-- begin PAGE EXTRACT --
RFR: 8200557: OopStorage parallel iteration scales poorly

Wed Apr 25 15:02:42 UTC 2018

Anyone looking at this yet?

> On Apr 19, 2018, at 4:18 AM, Kim Barrett <kim.barrett at oracle.com> wrote:
> 
> Please review this change to OopStorage parallel iteration to improve
> the scaling with additional threads.
> 
> Two sources of poor scaling were found: (1) contention when claiming
> blocks, and (2) each worker thread ended up touching the majority of
> the blocks, even those not processed by that thread.
> 
> To address this, we changed the representation of the sequence of all
> blocks.  Rather than being a doubly-linked intrusive list linked
> through the blocks, it is now an array of pointers to blocks.  We use
> a combination of refcounts and an RCU-inspired mechanism to safely
> manage the array storage when it needs to grow, avoiding the need to
> lock access to the array while performing concurrent iteration.
> 
> The use of an array for the sequence of all blocks permits parallel
> iteration to claim ranges of indices using Atomic::add, which can be
> more efficient on some platforms than using cmpxchg loops.  It also
> allows a worker thread to only touch exactly those blocks it is going
> to process, rather than walking a list of blocks.  The only
> complicating factor is that we have to account for possible overshoot
> in a claim attempt.
-- end PAGE EXTRACT --
(TASK REQUIREMENTS)
1. List the two sources of poor scaling and the one complicating factor that the OopStorage review message names.
2. Carry the OopStorage review message forward from its last sentence, keeping the same voice.
The items further down have nothing to do with the OopStorage review message and play no part in it.
-- begin ROWS --
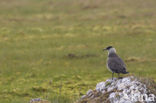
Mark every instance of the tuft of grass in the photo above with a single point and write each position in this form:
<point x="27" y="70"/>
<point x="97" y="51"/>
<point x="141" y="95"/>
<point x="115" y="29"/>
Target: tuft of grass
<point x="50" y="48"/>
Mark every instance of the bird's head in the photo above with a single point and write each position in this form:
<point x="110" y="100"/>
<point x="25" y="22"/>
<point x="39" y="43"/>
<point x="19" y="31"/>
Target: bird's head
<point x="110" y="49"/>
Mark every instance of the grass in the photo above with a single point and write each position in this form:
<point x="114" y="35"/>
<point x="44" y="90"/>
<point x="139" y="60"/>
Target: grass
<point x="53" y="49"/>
-- end ROWS --
-- begin ROWS --
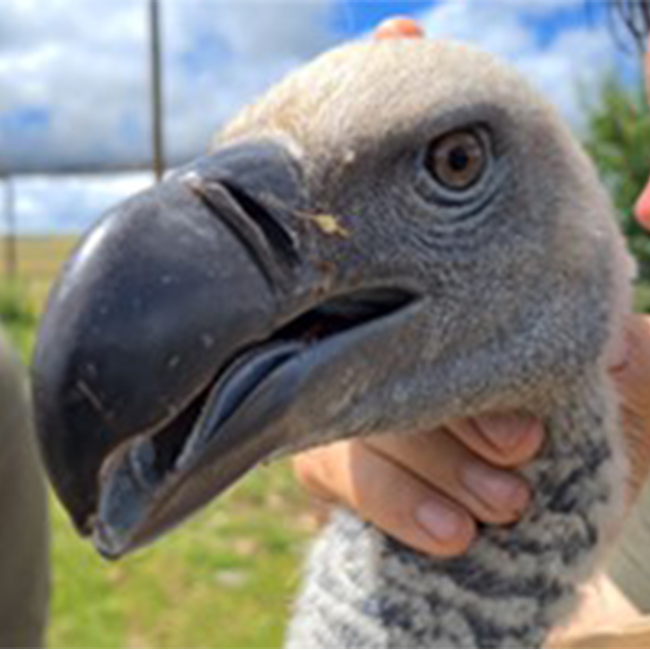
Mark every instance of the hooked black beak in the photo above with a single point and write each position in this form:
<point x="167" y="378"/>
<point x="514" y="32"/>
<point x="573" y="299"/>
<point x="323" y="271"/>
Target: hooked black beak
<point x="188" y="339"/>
-- end ROWS --
-- begin ROWS --
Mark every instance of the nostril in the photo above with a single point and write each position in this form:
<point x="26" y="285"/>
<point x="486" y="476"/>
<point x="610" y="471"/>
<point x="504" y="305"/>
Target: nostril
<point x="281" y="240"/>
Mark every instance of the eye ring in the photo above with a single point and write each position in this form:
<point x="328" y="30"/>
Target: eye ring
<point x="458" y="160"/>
-- end ROWS --
(RESPONSES TO THE EXERCISE)
1.
- Contention when claiming blocks
- Each worker thread touching the majority of the blocks, even those it did not process
- Possible overshoot in a claim attempt

2.
> 
> Blocks know their position in the array, to facilitate empty block
> deletion (an empty block might be anywhere in the active array, and we
> don't want to have to search for it).  This also helps with
> allocation_status, eliminating the verification search that was needed
> with the list representation.  allocation_status is now constant-time,
> which directly benefits -Xcheck:jni.
> 
> A new gtest-based performance demonstration is included. It's not
> really a test, in that it doesn't do any verification.  Rather, it
> performs parallel iteration and reports total time, per-thread times,
> and per-thread percentage of blocks processed.  This is done for a
> variety of thread counts, to show the parallel speedup and load
> balancing.  Running on my dual 6 core Xeon, I'm seeing more or less
> linear speedup for up to 10 threads processing 1M OopStorage entries.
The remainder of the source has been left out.